*GIVEN EXERCISE*
Copy out the stretch of the listing from its start through the line containing "[[[383,573],[397,614],[546,609],[536,567],[416,569]]]", including the requests, and shift each polygon coordinate in the answers by adding 7 to it.
___ EXERCISE DATA ___
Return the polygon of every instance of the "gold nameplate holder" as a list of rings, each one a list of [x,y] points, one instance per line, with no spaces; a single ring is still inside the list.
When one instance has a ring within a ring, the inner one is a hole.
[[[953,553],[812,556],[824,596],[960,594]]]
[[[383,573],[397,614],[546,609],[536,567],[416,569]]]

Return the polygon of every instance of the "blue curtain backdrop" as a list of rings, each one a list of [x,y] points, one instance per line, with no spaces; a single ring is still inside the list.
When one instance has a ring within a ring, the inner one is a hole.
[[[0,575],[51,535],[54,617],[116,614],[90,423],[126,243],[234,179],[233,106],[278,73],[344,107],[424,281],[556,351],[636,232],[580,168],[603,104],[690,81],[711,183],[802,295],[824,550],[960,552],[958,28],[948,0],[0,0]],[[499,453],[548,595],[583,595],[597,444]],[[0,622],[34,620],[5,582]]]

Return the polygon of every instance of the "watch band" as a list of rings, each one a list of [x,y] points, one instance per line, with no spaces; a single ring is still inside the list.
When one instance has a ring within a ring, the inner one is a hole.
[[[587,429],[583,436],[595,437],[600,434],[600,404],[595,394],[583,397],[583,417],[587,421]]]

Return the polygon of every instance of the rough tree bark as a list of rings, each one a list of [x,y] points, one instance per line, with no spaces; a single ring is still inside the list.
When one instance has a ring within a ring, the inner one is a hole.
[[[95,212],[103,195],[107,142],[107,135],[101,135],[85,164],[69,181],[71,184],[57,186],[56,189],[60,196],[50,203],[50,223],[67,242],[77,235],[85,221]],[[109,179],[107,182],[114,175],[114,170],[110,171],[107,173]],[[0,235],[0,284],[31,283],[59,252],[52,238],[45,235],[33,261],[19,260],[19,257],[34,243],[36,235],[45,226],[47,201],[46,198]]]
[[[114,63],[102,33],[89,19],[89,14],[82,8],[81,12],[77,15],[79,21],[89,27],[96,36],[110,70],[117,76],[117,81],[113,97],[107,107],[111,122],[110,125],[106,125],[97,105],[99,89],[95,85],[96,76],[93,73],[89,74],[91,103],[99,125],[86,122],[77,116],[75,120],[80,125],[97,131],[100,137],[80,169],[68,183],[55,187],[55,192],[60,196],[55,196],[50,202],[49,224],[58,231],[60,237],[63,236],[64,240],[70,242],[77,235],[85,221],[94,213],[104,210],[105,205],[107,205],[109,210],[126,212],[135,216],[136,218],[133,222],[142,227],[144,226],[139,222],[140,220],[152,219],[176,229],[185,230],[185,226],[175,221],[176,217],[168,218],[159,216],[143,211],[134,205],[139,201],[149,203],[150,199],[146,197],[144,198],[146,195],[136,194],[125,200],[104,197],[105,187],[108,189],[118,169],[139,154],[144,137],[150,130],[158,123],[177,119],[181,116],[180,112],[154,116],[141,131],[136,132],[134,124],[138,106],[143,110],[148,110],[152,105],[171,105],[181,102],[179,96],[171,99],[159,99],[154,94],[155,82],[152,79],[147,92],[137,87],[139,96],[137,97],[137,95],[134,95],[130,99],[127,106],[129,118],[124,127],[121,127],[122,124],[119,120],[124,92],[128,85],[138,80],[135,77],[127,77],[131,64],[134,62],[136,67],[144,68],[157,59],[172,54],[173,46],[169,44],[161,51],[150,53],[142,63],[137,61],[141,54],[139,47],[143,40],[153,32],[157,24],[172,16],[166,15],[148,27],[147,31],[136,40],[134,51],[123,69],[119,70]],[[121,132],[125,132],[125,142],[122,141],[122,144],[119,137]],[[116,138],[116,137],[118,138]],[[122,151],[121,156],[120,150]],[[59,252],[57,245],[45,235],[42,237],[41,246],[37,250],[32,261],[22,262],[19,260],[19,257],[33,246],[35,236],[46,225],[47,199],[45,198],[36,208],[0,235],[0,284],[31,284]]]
___
*SOLVED PROBLEM*
Return the polygon of every instance of the "gold nameplate holder" as a list of rings, each one a list of [x,y] points, one instance per line, with no spaces; a single ring is still inside the list.
When one instance has a ring within a ring, the inner one is a hole.
[[[960,560],[819,563],[831,603],[967,601]]]
[[[390,580],[404,621],[553,616],[543,574],[423,576]]]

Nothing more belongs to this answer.